[Instructions to follow] Copy these lines word for word, starting with the line containing "of the back" and continuing through the last line, including both.

[Source records]

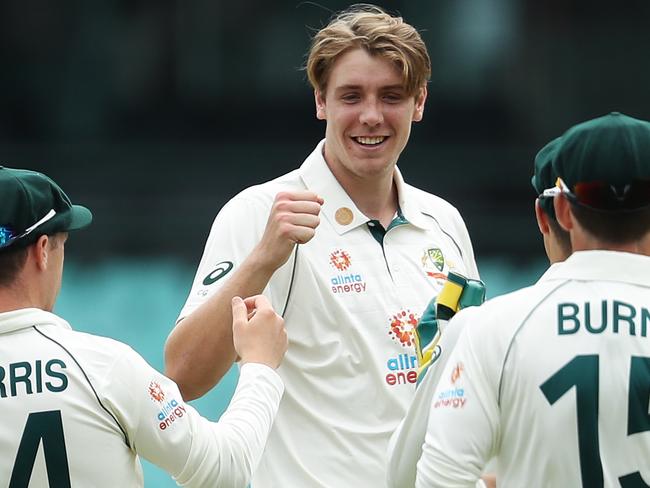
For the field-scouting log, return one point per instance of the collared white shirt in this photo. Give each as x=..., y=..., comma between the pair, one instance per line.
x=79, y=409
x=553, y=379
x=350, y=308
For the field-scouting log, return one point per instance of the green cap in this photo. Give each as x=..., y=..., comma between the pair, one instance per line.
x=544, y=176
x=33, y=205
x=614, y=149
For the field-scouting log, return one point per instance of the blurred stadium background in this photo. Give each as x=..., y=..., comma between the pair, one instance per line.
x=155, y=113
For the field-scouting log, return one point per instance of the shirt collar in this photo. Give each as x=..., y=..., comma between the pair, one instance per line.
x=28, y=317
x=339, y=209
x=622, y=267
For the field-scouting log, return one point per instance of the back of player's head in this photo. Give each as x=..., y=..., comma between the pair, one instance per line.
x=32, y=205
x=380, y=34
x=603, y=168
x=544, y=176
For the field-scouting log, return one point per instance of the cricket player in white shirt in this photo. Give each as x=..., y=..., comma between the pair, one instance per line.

[Full response]
For the field-scouting log, return one point per instance of the back of player's head in this photo. Give each as x=..., y=..., comma between the pair, one instance per line.
x=32, y=205
x=380, y=34
x=603, y=168
x=544, y=176
For the field-scouting log, return one point per instance of the cricket player in white shirt in this photo. Give each as x=..., y=..., comma between the pair, one instance per line.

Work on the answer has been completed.